### What you need to do
• A. In the post on quantifying a community's arts health, which two towns are named as small communities that already have a thriving arts community?
• B. Output the passage of the post on quantifying a community's arts health from "In the email" to "an arts community.", word for word.

### Quoted text
★ ★ ★ ★ ★

Sunday, May 31, 2009

Issues with Quantification

In the email that Ian Moss (Createquity) sent me, he raised one of the obvious problems with quantifying the arts health of the community: how to analyze the data sets. How much does it mean if there's $x or n number of festivals in a city?

Using the process of the Thriving Arts report that I keep banging on about, another problem with that arises. The data can reflect the existence of an arts community, but it doesn't seem nearly as easy to reflect the potential for an arts community.

My original reason for investigating was to come up with something that would let the <100k Project analyze which communities to select for its project--after all, there are plenty of <100k communities in the country: some (like Laguna Beach, or Tracy, MN from the report) already have a thriving arts community; others may have nothing at all to speak of. If there was a way to evaluate candidate towns statistically, it would be easier to use them.

But as I looked at the Thriving Arts Report, the benchmarks they put forward of "background factors" for a potential arts community are even harder to measure than, for instance, the benchmarks under "emerging development. The following are their community-related benchmarks for "background factors":
  • Valuing arts for young people
  • Valuing history and sense of place
  • Tradition of arts activity
  • Artistic expression in spiritual life
This is separate from a number of individual and catalytic events that also qualify.

In my attempt to brainstorm some quantifiable benchmarks for those background factors, it quickly became apparent that the presence of institutions that represent these factors come later in the process. A community can value history long before it creates a Historical Society and before it attracts the money to create a surplus of museums (both of which are listed as later on benchmarks).

What this means that, from the perspective of quantification, it is easier to tell the difference between an undeveloped and developed arts community, but difficult to tell the difference between a high potential community and low potential community. To return to my pet example of Irvine, where I am currently locating, long before we could ever hope to develop an artistic community, there would have to be a lot of work just to create those initial benchmarks. On the other hand, some towns in the early days of development might not have a lot, in terms of institutions, to measure with. In such a case, you'd have to measure with more like census data--trying to isolate informal, unestablished data points.

A Sense Of Place

The Thriving Arts: Thriving Small Communities report that <100k led me to has a number of interesting assertions.

★ ★ ★ ★ ★

### Records from a dataset
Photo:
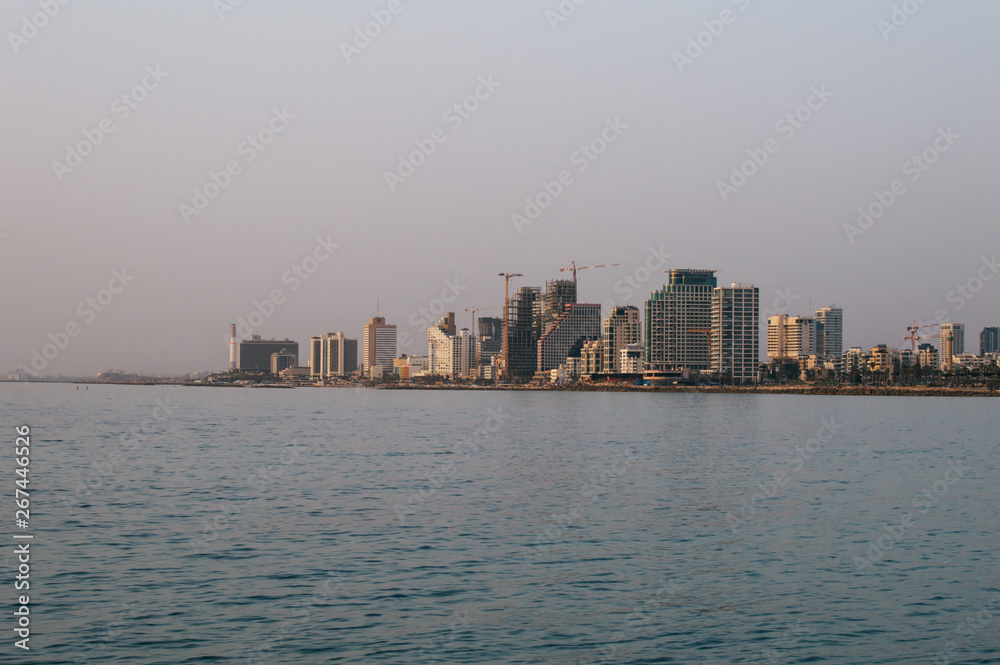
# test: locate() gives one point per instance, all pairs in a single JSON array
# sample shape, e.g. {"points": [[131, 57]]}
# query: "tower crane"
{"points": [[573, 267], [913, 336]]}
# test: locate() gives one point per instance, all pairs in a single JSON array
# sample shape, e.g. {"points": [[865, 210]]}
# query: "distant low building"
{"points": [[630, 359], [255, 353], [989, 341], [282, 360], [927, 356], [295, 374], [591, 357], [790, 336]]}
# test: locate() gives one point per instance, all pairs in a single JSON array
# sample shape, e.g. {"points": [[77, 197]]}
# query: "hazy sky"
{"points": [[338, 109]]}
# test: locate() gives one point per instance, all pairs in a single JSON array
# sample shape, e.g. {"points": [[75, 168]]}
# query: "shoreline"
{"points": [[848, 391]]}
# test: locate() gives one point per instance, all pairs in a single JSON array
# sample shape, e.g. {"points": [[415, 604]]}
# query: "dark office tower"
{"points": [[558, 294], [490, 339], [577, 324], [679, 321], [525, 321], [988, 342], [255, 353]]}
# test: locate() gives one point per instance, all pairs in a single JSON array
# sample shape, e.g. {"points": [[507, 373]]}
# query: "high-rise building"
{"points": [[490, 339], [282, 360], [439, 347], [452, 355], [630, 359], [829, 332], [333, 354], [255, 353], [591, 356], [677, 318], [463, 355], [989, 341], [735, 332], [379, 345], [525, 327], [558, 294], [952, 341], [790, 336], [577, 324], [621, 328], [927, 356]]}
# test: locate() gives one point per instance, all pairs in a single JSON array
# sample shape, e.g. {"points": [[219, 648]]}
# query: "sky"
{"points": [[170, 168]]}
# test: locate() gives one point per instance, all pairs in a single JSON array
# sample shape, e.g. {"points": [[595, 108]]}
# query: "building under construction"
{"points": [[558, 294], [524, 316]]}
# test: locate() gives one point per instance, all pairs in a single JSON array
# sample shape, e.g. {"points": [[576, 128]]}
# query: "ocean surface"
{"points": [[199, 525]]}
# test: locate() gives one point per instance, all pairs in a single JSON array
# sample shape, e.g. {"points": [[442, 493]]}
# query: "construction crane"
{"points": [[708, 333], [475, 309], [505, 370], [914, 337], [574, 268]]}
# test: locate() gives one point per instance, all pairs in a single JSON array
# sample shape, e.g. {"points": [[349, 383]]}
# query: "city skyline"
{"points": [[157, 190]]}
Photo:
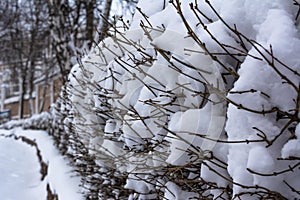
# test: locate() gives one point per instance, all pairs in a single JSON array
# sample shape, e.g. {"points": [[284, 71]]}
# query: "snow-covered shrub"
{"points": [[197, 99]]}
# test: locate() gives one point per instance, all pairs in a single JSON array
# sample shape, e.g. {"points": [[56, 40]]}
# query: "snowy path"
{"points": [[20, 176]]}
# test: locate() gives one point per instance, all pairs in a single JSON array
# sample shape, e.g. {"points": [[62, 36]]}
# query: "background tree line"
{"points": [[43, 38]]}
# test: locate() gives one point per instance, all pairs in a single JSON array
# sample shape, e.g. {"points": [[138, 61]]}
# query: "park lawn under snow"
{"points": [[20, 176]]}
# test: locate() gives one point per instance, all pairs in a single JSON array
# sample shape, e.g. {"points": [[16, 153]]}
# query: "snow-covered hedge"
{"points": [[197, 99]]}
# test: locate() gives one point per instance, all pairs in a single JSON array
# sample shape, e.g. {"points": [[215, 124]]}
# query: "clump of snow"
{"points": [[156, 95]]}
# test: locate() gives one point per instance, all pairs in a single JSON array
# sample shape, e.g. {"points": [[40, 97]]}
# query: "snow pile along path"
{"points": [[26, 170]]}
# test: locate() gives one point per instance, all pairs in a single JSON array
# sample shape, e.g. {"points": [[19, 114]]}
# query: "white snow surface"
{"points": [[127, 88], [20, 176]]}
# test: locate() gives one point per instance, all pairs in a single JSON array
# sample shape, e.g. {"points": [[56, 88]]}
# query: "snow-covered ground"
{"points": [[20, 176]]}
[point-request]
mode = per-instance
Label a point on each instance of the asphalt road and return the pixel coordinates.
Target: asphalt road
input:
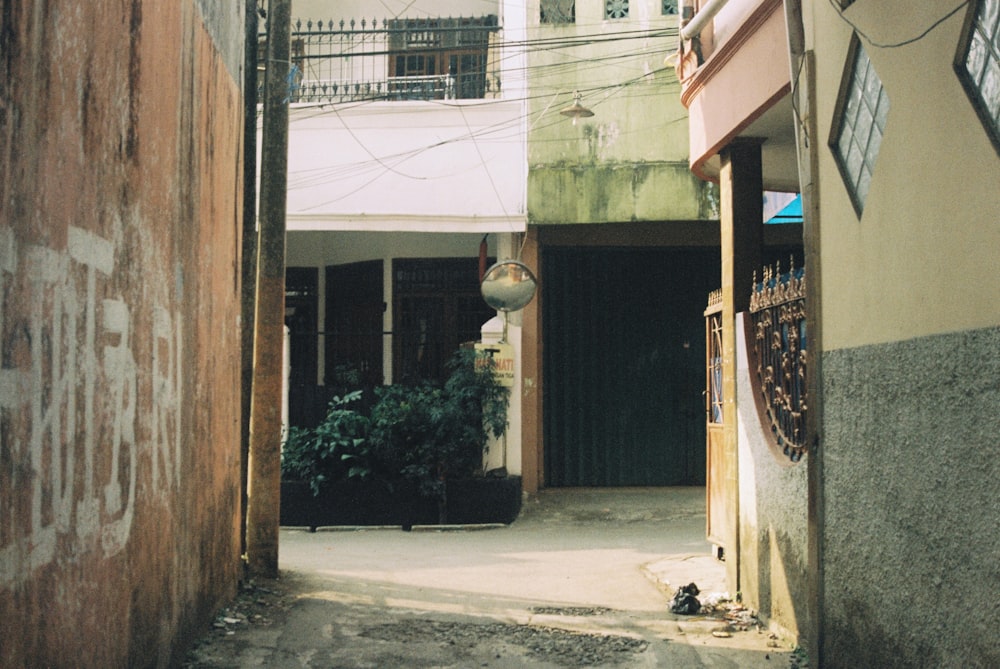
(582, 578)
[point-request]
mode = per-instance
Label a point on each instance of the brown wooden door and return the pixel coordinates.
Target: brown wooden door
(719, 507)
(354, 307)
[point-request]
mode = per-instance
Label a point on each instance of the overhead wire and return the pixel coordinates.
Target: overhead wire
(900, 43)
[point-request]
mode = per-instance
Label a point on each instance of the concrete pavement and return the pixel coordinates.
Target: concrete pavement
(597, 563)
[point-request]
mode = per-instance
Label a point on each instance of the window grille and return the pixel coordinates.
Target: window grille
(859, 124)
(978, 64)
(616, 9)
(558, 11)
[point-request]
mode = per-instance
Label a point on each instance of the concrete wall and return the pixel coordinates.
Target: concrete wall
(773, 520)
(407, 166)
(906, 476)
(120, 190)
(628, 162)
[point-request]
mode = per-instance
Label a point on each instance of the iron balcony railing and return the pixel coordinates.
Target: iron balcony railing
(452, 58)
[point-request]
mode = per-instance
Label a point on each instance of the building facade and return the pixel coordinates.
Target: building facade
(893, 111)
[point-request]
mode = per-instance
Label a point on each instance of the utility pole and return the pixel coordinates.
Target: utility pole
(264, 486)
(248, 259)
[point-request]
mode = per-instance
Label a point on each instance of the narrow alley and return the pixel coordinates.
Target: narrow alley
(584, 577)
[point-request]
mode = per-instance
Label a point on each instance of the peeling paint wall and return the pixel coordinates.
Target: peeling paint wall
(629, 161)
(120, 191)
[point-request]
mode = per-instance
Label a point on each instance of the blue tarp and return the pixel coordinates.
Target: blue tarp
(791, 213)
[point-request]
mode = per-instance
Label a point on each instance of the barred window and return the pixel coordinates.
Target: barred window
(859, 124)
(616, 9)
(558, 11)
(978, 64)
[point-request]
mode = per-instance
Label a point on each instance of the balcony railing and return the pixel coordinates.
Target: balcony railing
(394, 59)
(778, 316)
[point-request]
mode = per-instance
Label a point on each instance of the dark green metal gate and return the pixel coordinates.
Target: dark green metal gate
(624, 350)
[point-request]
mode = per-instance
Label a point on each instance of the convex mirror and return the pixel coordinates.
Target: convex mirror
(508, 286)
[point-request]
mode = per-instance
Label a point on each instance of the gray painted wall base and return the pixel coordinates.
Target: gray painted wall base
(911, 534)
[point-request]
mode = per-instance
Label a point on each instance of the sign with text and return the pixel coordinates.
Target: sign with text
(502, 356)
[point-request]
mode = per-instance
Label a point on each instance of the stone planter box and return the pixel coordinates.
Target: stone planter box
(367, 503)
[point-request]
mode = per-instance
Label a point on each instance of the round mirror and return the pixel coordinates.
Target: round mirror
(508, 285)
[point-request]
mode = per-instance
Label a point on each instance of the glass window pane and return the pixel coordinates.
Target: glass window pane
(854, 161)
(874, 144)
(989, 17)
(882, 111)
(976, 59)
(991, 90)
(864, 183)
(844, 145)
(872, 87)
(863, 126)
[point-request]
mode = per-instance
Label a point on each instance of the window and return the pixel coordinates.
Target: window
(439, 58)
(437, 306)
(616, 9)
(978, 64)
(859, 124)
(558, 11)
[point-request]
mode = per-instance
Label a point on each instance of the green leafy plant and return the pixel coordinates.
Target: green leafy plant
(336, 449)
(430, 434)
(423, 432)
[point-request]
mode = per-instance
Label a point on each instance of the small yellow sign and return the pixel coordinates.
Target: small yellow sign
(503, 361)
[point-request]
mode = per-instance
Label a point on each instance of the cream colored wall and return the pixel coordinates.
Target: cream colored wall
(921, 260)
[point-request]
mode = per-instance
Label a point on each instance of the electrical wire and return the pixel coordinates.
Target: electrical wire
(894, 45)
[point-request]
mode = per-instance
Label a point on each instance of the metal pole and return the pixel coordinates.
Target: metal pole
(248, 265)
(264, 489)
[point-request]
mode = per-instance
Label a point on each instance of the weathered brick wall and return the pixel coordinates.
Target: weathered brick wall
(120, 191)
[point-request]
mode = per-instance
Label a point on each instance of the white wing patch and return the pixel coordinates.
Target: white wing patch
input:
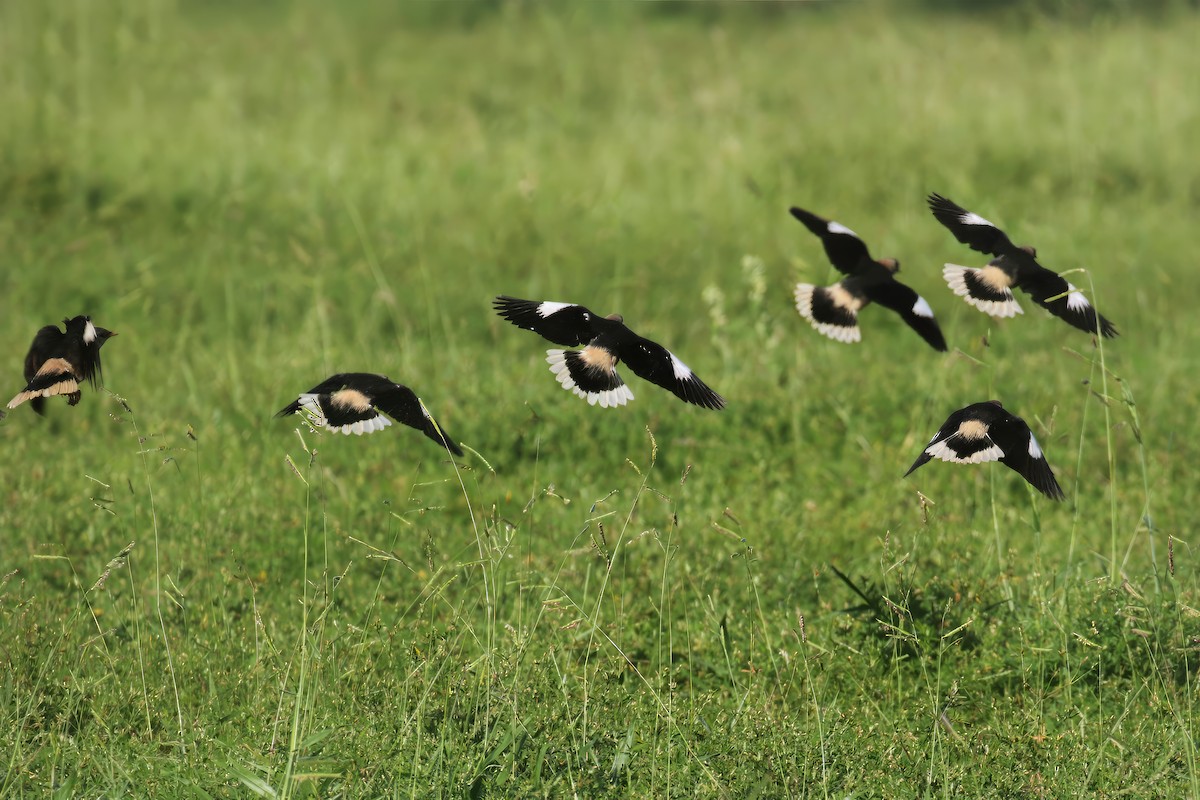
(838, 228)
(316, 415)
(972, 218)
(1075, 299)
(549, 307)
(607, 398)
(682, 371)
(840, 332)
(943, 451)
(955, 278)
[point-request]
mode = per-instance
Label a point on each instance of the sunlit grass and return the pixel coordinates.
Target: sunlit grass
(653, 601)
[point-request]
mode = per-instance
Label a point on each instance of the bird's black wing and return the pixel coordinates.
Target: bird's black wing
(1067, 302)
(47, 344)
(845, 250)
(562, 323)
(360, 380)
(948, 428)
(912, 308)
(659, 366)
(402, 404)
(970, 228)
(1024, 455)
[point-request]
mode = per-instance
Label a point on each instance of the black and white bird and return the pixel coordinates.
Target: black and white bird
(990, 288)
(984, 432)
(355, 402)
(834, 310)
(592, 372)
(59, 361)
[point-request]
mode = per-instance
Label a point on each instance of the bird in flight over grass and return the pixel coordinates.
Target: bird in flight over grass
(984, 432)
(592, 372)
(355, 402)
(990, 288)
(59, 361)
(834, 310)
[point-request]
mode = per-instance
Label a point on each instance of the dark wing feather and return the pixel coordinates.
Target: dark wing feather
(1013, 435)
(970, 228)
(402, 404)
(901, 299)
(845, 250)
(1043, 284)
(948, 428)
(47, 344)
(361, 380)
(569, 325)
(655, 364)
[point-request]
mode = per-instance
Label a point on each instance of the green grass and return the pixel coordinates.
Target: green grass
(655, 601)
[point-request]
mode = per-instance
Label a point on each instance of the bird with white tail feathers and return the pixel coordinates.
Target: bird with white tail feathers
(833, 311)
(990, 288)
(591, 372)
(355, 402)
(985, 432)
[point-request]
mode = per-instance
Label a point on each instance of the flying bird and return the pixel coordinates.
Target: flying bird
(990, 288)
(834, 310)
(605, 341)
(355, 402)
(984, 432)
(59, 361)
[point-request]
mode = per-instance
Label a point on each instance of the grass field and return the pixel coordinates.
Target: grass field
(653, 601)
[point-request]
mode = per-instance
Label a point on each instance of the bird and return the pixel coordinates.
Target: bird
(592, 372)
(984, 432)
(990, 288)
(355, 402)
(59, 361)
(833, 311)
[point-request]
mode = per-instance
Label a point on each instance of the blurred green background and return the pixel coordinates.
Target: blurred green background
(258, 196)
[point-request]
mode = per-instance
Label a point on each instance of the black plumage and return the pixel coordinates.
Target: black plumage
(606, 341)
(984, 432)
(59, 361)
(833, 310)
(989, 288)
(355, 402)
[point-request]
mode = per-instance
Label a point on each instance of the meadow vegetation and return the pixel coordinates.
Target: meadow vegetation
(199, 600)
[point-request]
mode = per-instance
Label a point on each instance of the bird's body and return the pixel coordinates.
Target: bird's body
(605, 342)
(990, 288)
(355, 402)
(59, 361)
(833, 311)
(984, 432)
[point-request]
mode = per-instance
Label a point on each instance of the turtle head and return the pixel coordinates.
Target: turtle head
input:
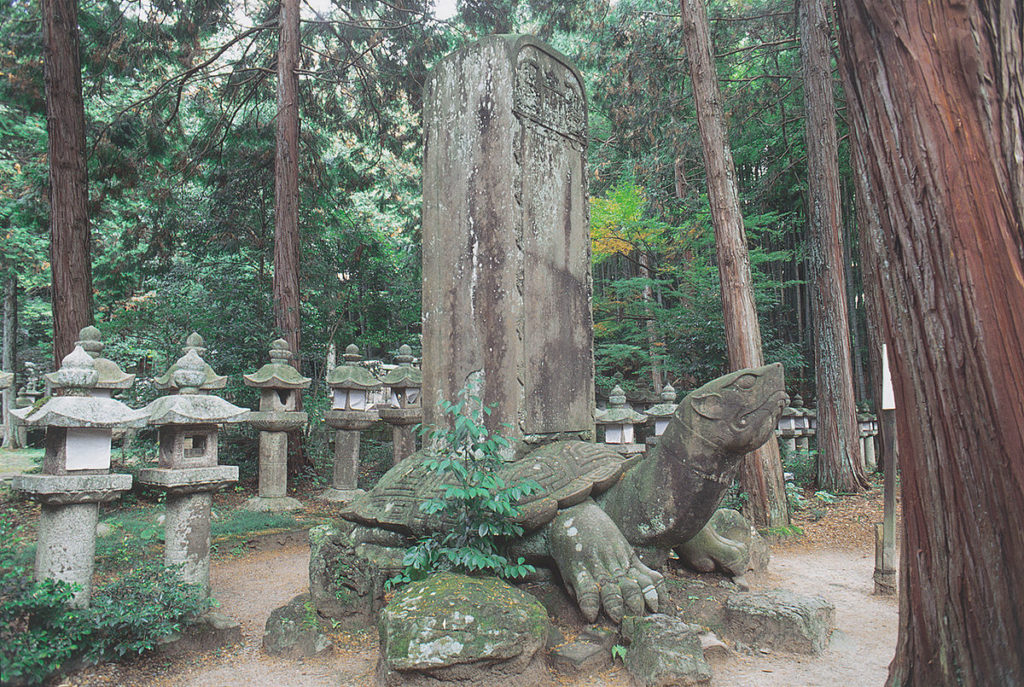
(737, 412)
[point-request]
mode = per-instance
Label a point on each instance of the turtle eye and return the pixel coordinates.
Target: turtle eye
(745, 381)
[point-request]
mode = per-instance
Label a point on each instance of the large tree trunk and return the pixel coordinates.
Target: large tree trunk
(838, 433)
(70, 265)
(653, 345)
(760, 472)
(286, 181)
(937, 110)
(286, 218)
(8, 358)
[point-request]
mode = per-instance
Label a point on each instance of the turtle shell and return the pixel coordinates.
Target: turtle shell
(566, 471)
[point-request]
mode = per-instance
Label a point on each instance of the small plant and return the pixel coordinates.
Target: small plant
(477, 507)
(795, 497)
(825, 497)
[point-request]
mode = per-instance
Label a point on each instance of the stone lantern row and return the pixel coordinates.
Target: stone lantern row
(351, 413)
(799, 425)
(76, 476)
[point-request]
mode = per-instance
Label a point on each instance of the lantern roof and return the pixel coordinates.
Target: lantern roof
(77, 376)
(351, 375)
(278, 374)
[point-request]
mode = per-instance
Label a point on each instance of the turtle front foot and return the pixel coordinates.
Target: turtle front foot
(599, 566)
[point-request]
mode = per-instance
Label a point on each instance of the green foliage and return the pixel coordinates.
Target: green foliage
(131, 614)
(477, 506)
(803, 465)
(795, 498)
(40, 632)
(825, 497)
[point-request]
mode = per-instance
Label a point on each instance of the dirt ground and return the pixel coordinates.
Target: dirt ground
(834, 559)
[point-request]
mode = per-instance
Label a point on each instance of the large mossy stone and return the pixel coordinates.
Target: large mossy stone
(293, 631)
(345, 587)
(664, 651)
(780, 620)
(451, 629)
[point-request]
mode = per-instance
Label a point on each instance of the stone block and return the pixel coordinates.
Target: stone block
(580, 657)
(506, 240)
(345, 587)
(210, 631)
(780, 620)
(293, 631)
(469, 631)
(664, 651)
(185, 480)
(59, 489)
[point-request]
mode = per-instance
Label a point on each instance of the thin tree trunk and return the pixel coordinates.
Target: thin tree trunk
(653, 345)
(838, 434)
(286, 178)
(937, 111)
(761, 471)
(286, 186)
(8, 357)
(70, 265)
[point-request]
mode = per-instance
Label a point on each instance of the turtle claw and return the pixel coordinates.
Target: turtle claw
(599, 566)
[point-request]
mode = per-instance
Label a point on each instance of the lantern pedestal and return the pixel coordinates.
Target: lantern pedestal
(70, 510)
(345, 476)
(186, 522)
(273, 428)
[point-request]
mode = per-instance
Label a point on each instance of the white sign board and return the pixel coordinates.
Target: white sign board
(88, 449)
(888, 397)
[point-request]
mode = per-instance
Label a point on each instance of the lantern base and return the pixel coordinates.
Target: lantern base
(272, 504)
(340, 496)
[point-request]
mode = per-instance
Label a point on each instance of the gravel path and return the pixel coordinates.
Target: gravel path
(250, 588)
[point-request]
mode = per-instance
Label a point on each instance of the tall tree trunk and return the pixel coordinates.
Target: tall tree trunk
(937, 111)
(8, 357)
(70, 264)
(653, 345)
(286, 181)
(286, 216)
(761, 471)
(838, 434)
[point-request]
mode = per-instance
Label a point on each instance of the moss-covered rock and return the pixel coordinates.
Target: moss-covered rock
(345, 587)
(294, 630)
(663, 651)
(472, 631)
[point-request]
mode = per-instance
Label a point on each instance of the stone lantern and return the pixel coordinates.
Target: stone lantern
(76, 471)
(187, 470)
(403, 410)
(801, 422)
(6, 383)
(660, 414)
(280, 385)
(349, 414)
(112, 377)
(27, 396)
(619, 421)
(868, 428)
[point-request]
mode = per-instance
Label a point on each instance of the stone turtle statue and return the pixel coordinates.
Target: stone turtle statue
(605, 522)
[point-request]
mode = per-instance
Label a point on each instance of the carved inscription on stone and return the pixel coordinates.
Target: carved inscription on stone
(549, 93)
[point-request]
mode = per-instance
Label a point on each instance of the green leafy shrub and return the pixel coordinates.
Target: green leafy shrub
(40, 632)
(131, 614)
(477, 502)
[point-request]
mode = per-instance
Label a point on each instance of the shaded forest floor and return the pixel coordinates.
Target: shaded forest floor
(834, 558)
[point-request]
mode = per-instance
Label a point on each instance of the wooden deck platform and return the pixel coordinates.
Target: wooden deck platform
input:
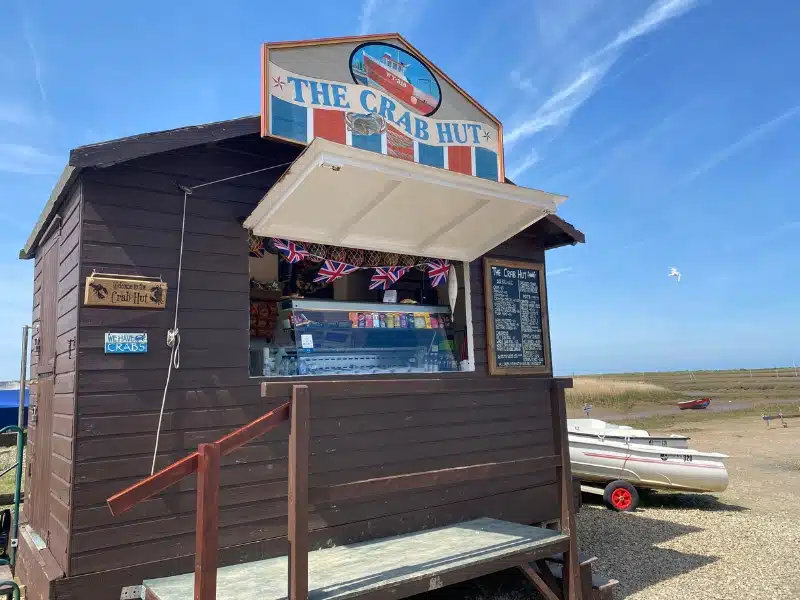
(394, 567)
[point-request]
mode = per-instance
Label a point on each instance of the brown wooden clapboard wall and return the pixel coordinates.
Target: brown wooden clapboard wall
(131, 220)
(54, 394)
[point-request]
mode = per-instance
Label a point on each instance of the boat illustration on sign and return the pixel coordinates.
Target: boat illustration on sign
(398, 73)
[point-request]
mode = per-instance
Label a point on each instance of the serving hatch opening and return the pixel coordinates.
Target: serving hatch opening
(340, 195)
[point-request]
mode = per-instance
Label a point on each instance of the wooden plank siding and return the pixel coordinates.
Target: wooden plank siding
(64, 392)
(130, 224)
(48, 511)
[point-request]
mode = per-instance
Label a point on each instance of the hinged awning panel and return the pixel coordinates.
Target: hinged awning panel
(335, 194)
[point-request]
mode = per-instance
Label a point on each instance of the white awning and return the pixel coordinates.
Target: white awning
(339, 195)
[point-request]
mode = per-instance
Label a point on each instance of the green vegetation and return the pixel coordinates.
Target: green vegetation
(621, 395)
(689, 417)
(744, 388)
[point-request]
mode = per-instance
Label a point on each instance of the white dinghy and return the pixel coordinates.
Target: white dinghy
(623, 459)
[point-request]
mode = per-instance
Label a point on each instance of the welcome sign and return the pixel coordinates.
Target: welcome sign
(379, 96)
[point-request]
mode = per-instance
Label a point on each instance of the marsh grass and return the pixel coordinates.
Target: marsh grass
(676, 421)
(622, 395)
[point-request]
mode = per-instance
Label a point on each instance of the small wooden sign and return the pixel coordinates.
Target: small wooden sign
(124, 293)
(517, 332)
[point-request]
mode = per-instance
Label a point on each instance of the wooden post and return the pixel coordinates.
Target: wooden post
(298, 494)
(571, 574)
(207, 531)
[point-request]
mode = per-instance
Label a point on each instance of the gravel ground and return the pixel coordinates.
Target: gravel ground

★ ★ ★ ★ ★

### Task results
• A. Laguna Beach and Tracy, MN.

• B.
In the email that Ian Moss (Createquity) sent me, he raised one of the obvious problems with quantifying the arts health of the community: how to analyze the data sets. How much does it mean if there's $x or n number of festivals in a city?

Using the process of the Thriving Arts report that I keep banging on about, another problem with that arises. The data can reflect the existence of an arts community, but it doesn't seem nearly as easy to reflect the potential for an arts community.